We have often heard of neighborhoods losing many if not all of their trees due to infestations such as the Asian long horned beetle, the emerald ash borer and other wood boring insects.

However, these same pests can infect your warehouse, disrupt your supply chain and cause significant costs to be incurred.  These pests invade your supply chain through pallets brought into your facilities.  In addition to pests, fungus, viruses, and other contaminants can also taint your pallets and disrupt your supply chain.


In a warehouse setting where wooden pallets or packaging is stored, the pests can invade that product.  Items can be destroyed before they reach the consumer, causing loss of inventory and revenue.  However, what if that same product reaches the consumer?


Pests and other contaminants can be devastating in the food or pharmaceutical setting too.  If these products are infected by any kind of pest or contaminant the product cannot be used.  Should this product reach the consumer it could lead to illness or death.

__Data excerpt__.
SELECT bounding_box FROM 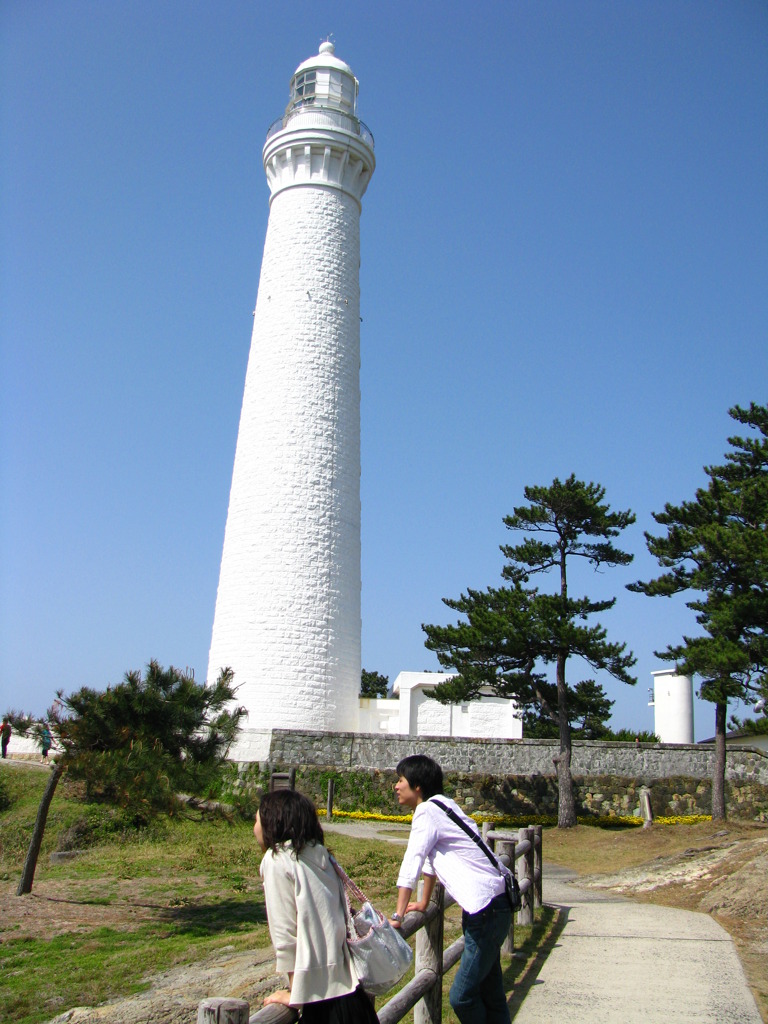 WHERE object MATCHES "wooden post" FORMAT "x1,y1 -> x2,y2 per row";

__Assignment__. Continue the text about pallet pests and supply chain contamination, picking up after its last sentence.

__Written reply__.
In both of these situations the ramifications do not end at product loss.  There is also financial damage to consider.  In many cases of product recalls, lawsuits are filed, especially if injury, illness or death have occurred.  There is also the damage done to a company’s reputation which can result in lost sales.


There are ways to prevent this from happening.  First and foremost, check to ensure your suppliers are following guidelines set forth by the International Standards for Phytosanitary Measures.  These guidelines include the IPPC logo, country of origin and how the pallet was treated.


Second, make sure the pallet has been treated.  It is also important to know how it was treated.  The chemical treatment methyl bromide cannot be used with any products that could be ingested.   It is good practice to include on your purchase orders what method needs to be used on pallets for materials and/or product coming into your facilities.  In addition, receiving staff should be trained on checking incoming shipments for the IPPC logo and how to handle shipments that do not meet your company’s criteria.


Finally, pallet storage at your facilities should be reviewed and controlled.  Pallets stored outside and uncovered are subjected not only to the weather but also to animals in the area.